■ **Source excerpt**

===============

Distant78 Posted January 25, 2011 Posted January 25, 2011 Distant, I really dont agree with you there. Yes, I cheated. In the same breath should he be allowed to lie to me? To call me degrading names? Use me as his verbal punch bag? I am in no way innocent here, but does it not matter what someone does as long as they arent cheating? I certainly would never have done what I did (all I wanted to do was continue my hobby and make friends, it just turned out different, and wrong I add), if he hadn't laid into me, and for such a long time. I feel like I am wasting so much of my life with someone who doesnt care what he says to me and scares me. I don't agree with you either but honestly, all I see is more justifications for your affair. I don't know how can you cheat and expect for him to be a nice guy to you right now. If the marriage was this bad, then why cheat knowing that will make things worse? Why didn't you just divorce him before cheating? I'm sure he feels like he's wasting his time with you also and that is why I suggested divorce.
Lucky_One Posted January 25, 2011 Posted January 25, 2011 I cannot remember a time I had such a good weekend. I have never flirted like that with husband, and he has never been so flirtatious back. It's not just me with the sex thing. He has never been adventurous, he has no fantasies, yet will look at porn in secret, when I love porn and would love to try new things together. It got to the stage a year or so ago that he was only ever nice to me when he wanted it. Then we would be back to being miserable. I have actually grown to resent it when he does the come on. You know what I think? I think we could get an entirely different story if her H came here to post. What if we had read: "I am only married 7 months, and my W has only let me have sex with her once. She says she has zero libido from her depo shot, but she refuses to try some other type of BC. She does not flirt with me, she does not appear to be attracted to me. I do watch porn, but I do it secretly, as she acts so resentful about me when I try to approach her. She stays on the computer all the time, talking with these people on some online forum about birdwatching. I get mad with her when she is on her laptop from the time she comes home until we go to bed. Actually, for a week now, she won't even come to bed - she is sleeping in the other room. She went out today to meet some man that she has been flirting with online - but she calls it "reconnecting with her hobby"! - and she doesn't even bother telling me about it. She makes plans for us to go out, but doesn't consult me about it at all - and even pays money for those things, which we can't afford. She claims that she is very passionate, but she surely doesn't act like it, as her depo shot has killed that part of her. I think that she has changed so much since this online forum for birdwatching. What should I do?? Signed, Big Master" You say that you have no libido, but you certainly have it for this new guy. You say that you love porn and want to be adventurous, but you have no libido - so how can that be? You say your H has no interest in you, but then you say you are repulsed when he comes on to you. Are you re-writing the history of your R, in order to get a more sympathetic audience?

===============

■ **Material supplied**
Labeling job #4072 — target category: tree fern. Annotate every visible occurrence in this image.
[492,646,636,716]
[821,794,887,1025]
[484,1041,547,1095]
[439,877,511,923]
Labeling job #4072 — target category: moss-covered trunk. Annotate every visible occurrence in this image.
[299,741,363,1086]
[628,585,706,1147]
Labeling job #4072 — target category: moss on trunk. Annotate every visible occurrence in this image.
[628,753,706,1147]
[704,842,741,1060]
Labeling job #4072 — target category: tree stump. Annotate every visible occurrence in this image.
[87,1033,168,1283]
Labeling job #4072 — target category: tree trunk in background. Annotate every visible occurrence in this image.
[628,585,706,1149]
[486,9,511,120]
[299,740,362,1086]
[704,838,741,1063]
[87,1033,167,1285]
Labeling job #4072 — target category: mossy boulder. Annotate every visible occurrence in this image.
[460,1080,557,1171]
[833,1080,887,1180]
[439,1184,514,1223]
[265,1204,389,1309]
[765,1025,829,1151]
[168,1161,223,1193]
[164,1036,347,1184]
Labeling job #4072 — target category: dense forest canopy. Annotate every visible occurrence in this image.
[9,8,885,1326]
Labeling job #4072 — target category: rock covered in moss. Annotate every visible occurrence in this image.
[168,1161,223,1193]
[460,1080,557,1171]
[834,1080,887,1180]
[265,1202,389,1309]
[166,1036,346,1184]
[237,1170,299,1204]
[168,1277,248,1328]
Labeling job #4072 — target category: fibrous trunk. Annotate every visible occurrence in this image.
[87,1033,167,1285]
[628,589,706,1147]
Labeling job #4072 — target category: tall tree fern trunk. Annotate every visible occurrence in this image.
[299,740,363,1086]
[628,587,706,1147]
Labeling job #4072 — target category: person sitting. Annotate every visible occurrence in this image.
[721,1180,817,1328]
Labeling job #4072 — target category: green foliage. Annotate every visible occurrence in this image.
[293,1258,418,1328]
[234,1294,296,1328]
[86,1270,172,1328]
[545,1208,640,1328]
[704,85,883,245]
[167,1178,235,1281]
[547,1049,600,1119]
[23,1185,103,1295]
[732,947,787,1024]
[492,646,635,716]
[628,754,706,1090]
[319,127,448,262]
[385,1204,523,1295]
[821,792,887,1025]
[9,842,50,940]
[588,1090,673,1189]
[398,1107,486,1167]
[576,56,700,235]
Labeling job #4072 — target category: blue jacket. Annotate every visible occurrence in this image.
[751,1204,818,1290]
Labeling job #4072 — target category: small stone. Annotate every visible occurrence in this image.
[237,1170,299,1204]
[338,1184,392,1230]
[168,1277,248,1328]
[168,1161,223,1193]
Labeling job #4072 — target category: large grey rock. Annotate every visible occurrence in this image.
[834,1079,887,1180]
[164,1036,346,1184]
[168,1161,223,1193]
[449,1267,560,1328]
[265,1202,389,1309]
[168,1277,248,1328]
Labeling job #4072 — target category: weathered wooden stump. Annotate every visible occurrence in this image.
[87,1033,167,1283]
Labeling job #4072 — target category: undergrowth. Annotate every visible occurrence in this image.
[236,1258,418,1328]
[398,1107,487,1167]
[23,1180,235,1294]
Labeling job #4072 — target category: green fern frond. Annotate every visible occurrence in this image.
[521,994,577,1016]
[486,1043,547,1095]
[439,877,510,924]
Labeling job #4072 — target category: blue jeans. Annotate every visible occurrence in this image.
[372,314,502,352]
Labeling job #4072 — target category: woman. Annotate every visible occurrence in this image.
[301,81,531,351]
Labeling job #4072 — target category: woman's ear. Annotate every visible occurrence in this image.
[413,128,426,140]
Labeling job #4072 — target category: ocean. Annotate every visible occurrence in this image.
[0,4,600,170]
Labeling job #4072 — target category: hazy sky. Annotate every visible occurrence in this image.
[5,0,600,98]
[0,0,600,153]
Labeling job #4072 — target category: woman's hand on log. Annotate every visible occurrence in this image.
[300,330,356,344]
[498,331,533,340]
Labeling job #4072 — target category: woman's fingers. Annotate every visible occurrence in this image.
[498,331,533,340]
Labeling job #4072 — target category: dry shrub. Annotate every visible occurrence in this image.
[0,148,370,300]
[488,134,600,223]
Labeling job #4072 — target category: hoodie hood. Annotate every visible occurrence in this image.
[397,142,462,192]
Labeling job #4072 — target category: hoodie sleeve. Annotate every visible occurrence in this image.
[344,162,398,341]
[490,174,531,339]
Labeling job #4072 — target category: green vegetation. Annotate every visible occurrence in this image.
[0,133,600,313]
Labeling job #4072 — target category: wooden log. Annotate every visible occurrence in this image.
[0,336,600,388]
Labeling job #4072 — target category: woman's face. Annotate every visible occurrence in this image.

===============

■ **Problems**
(a) In the forum thread, after the words "In the same breath," what does the poster ask whether the husband should be allowed to do?
(b) Carry on the forum thread from its last sentence.
The records come from a separate source and have no connection to the forum thread.

■ **Expected responses**
(a)
- Lie to her
- Call her degrading names
- Use her as his verbal punch bag

(b)
moloko Posted January 25, 2011 Posted January 25, 2011 I certainly would never have done what I did (all I wanted to do was continue my hobby and make friends, it just turned out different, and wrong I add), if he hadn't laid into me, and for such a long time. thats a reason to LEAVE him. quit trying to justify what you did. IMO, cheating is a form of mental abuse. Your H, although we haven't heard his side, by your accounts sounds like a mental abuser. And by you cheating, you have become no better. I feel like I am wasting so much of my life with someone who doesnt care what he says to me and scares me. then leave him!!!!!